▸ QUOTED PASSAGE

In addition to unloading, delivery and application equipment, many auxiliaries are available to help develop a complete integrated dispensing solution for your adhesives and sealants.
One of the most prevalent concerns when bonding materials is how to get a strong bond between mismatched substrate surfaces. Generally, when bonding like materials, there are adhesives available that will strongly bond the two surfaces at the interface of the substrates. However, in many manufacturing scenarios the need to bond different materials with very dissimilar physical and chemical properties frequently arises. For example, a reasonably rigid material such as polycarbonate (PC) may need to be bonded to a more elastic polyethylene (PE) material. Since the chemical makeup of these materials is quite different, they will tend to bond differently to various adhesives. A certain adhesive may bond well to the PC, but not well – if at all – to the PE, and vice versa.

▸ LISTED ENTRIES

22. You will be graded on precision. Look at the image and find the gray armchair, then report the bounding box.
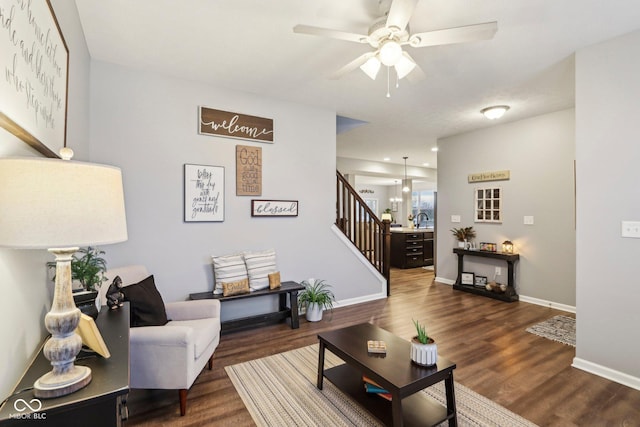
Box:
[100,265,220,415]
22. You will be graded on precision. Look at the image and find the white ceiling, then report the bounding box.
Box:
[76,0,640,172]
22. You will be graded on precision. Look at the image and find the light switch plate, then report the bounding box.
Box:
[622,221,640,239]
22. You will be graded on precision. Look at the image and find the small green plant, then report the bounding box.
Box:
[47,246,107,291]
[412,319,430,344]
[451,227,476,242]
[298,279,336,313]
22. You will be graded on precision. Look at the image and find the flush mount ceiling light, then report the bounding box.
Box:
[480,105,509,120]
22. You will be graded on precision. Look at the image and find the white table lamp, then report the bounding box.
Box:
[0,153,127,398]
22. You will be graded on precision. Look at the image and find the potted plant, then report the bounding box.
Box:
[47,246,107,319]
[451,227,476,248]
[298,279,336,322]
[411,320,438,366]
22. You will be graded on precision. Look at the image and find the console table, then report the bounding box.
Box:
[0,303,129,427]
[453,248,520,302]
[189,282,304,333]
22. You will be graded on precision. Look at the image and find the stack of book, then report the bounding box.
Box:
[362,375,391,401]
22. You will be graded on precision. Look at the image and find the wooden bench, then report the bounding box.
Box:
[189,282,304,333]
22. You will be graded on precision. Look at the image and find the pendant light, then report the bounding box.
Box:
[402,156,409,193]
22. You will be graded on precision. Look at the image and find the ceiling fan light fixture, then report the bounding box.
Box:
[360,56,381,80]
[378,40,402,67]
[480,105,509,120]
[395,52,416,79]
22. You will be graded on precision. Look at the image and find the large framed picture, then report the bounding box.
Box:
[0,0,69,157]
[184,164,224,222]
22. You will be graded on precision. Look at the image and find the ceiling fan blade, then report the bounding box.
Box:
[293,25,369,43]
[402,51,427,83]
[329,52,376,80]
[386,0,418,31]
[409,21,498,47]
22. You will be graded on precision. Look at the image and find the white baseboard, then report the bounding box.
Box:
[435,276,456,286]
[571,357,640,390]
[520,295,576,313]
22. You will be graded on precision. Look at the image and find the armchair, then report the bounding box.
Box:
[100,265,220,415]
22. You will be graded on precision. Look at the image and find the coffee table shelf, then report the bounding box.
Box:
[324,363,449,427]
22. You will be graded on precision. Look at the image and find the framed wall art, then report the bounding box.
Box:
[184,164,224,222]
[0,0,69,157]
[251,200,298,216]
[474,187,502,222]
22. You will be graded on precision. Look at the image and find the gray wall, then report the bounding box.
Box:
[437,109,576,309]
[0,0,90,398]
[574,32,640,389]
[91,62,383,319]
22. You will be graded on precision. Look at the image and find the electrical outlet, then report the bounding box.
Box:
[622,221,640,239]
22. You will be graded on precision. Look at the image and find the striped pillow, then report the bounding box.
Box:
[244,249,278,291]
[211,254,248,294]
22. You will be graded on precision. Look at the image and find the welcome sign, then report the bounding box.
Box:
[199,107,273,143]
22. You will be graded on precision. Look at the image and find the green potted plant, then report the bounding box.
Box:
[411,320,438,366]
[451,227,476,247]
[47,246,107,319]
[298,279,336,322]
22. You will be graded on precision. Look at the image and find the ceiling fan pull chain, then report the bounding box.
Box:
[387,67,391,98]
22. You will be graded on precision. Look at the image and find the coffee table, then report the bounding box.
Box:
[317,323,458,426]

▸ SET OF TASKS
a) In the passage on bonding dissimilar materials, which reasonably rigid material is offered as an example of one that may need to be bonded to polyethylene?
b) Duplicate the stretch from "One of the most" through "and vice versa." in the passage on bonding dissimilar materials.

▸ ANSWERS BELOW
a) Polycarbonate (PC).

b)
One of the most prevalent concerns when bonding materials is how to get a strong bond between mismatched substrate surfaces. Generally, when bonding like materials, there are adhesives available that will strongly bond the two surfaces at the interface of the substrates. However, in many manufacturing scenarios the need to bond different materials with very dissimilar physical and chemical properties frequently arises. For example, a reasonably rigid material such as polycarbonate (PC) may need to be bonded to a more elastic polyethylene (PE) material. Since the chemical makeup of these materials is quite different, they will tend to bond differently to various adhesives. A certain adhesive may bond well to the PC, but not well – if at all – to the PE, and vice versa.